**EXERCISE BRIEF**.
In the polygon-area passage below, how would you restate the paragraph beginning "If you want to develop this locally" more briefly while keeping its main facts?

**SELECTED PASSAGE**.
::::
If you want to develop this locally, you can actually take a much smaller sample of your data (like you did), and have it stored in a pandas series, and get it working there:

from shapely.geometry import Polygon
import json
from pyproj import Geod

#just select the column you want to use the pandas udf
pdf = df.select("geometry").toPandas()

#convert to pandas series
pdf_geom_raw = pdf.ix[:,0]

#how to apply converting string to json/dict
pdf_geom = pdf_geom_raw.apply(json.loads)

# function using non-spark functions
def get_area(shape):
    geod = Geod(ellps="WGS84")
    poly = Polygon(shape["coordinates"][0])
    area = abs(geod.geometry_area_perimeter(poly)[0])
    return area
pdf_geom = pdf_geom.apply(get_area)

Here you could just try it locally (without spark) by replacing pdf = df.select("geometry").toPandas() to pdf = pd.read_csv("geo.csv")
::::
Dataset items
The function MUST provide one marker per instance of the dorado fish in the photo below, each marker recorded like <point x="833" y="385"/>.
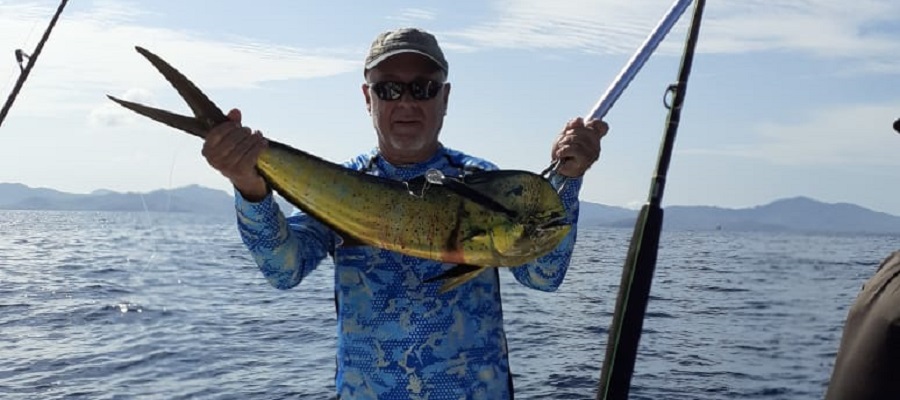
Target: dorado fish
<point x="486" y="219"/>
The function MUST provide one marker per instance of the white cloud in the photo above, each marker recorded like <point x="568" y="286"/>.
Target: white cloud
<point x="412" y="16"/>
<point x="91" y="53"/>
<point x="858" y="135"/>
<point x="820" y="28"/>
::::
**FINAL RESULT**.
For local development, take a much smaller sample of the data, store it in a pandas series, and get it working there.